**What you are asked to do**. Return the easement passage below word for word, from "Whether or not" to "are being made.".

---- Extract provided

Whether or not the Utilties are separated as a later date, HP hereby retains for the benefit
of HP and the HP Lot a blanket easement across the Agilent Lot to maintain, construct, alter,
repair, replace, reconstruct, operate and remove the Utilities. Furthermore, HP hereby grants for
the benefit of Agilent and the Agilent Lot a blanket easement across the HP Lot to maintain,
construct, alter, repair, replace, reconstruct, operate and remove Utilities. Notwithstanding the
blanket nature of the easements granted herein, any changes, improvements or additions to the
Utilities on the Fort Collins Site shall be made by the party making such changes, improvements
or additions in the future at its sole expense and in such a manner so as to not interfere with the
business operations of the owner of the Lot on which such changes, improvements or additions
are being made.

--------
---- Data shown

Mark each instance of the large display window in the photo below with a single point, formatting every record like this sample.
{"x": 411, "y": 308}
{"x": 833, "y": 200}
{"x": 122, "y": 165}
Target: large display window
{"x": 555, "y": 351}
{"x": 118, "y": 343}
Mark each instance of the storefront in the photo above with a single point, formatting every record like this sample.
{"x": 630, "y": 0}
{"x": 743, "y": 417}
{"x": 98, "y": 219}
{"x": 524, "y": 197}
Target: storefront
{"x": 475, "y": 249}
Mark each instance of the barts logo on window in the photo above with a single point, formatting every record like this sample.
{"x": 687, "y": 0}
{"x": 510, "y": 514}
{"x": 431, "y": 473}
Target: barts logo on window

--------

**Answer to the exercise**.
Whether or not the Utilties are separated as a later date, HP hereby retains for the benefit
of HP and the HP Lot a blanket easement across the Agilent Lot to maintain, construct, alter,
repair, replace, reconstruct, operate and remove the Utilities. Furthermore, HP hereby grants for
the benefit of Agilent and the Agilent Lot a blanket easement across the HP Lot to maintain,
construct, alter, repair, replace, reconstruct, operate and remove Utilities. Notwithstanding the
blanket nature of the easements granted herein, any changes, improvements or additions to the
Utilities on the Fort Collins Site shall be made by the party making such changes, improvements
or additions in the future at its sole expense and in such a manner so as to not interfere with the
business operations of the owner of the Lot on which such changes, improvements or additions
are being made.